**Исходный текст**
· · ·

Историческая семантика изучает формы осмысления действительности в языке, культуре и обществе и их изменение во времени. Авторы сборника «Понятия, идеи, конструкции: очерки сравнительной исторической семантики» (НЛО) делают попытку сблизить между собой интеллектуальные традиции (историческая антропология, политическая философия, социология и т.д.), каждая из которых внесла свой вклад в развитие этой историко-философской дисциплины. Книга содержит критический обзор современных подходов к изучению истории слов и понятий, а также новейшие исследования по исторической семантике XVII–XX веков. N + 1 предлагает своим читателям ознакомиться с отрывком, рассказывающим о том, как некоторые семантические структуры оказываются куда более живучими, нежели исходный «контекст» их возникновения.
Идеализируя уходящий образ жизни, возможно, мы, сами того не сознавая, предъявляем счет будущему. Мы ему как бы говорим: вот что мы теряем, а что ты нам даешь взамен?

· · ·

**Что нужно сделать**
1. Ответьте по тексту об исторической семантике:
(а) Что изучает историческая семантика?
(б) Какое издательство указано рядом с названием сборника?
(в) Что, согласно последнему абзацу, мы предъявляем будущему, идеализируя уходящий образ жизни?
2. Переведите на английский язык предложение из текста об исторической семантике: «Идеализируя уходящий образ жизни, возможно, мы, сами того не сознавая, предъявляем счет будущему».
3. Продолжите текст об исторической семантике, начав сразу после его последнего предложения.
Эти записи взяты из другого источника.

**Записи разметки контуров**
· · ·

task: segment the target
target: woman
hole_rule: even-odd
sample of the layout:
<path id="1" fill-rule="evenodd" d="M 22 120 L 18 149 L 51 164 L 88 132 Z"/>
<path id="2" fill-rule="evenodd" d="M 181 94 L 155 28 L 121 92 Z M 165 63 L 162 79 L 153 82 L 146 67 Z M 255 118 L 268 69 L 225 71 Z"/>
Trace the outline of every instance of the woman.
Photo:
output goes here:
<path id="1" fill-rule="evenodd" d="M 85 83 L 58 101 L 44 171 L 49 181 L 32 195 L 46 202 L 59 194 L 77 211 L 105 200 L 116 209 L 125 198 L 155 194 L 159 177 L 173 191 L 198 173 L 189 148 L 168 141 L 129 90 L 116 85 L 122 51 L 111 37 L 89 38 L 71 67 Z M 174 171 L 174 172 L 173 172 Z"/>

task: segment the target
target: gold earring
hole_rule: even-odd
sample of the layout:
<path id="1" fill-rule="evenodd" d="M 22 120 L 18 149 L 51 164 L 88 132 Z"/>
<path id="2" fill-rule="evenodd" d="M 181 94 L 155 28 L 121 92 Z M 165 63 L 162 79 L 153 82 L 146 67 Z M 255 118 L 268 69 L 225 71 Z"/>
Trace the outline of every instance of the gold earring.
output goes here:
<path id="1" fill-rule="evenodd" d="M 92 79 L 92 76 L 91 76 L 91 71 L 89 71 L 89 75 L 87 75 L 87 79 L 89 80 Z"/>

· · ·

**Ответы**
1.
(а) Формы осмысления действительности в языке, культуре и обществе и их изменение во времени.
(б) НЛО.
(в) Счет.

2. By idealizing a vanishing way of life, we may, without realizing it, be presenting the future with a bill.

3.
Пусть будущее призадумается над этим, если оно вообще способно думать [Искандер 2014: 8]
Современная историческая семантика представляет собой прежде всего метод изучения истории культуры на материале лексикализованных понятий — социально значимых смыслов, обретающих устойчивость, а вместе с ней и потенциал для критического осмысления и полемического отвержения постольку, поскольку они находят выражение в тех или иных словах (например: честь, перестройка, Balcanization), словосочетаниях (например: esprit de corps, новый русский) либо устойчивых выражениях (например: historia magistra vitae, лес рубят — щепки летят). Данный метод также заключает в себе некоторые предпосылки теоретического плана. Одна из них относится к центральной проблеме гуманитарной науки начала XXI века, практикующей историзм, но с опаской относящейся к философии истории, — проблеме «контекста» («периода», «эпохи») как метаисторического конструкта, который позволяет исследователю рассматривать историю как совокупность отдельных эпизодов, а не как явление по сути своей диахроническое1. Поскольку закрепление значений в языке, с одной стороны, не одномоментно, а с другой, приводит к появлению семантических структур, которые, став частью речевой практики, оказываются более живучими, чем исходный «контекст» их возникновения, и нередко адаптируются для выражения новых социально значимых понятий, историко-семантический метод имеет дело с напластованиями разнородных смыслов; именно подобная неоднородность позволяет исследователю выявить процессы зарождения, кристаллизации, отторжения либо тривиализации значений в среде носителей того или иного языка. Можно предположить, что тезис о соприсутствии, более или менее выраженном, разновременных элементов в одном хронологическом срезе применим не только к отдельным смыслам или к научным парадигмам изучения смыслов, но и к разным типам понятийности: наряду с доминирующей, особенно характерной для того или иного периода понятийной структурой, бытуют и видоизменяются понятия со структурами иного типа.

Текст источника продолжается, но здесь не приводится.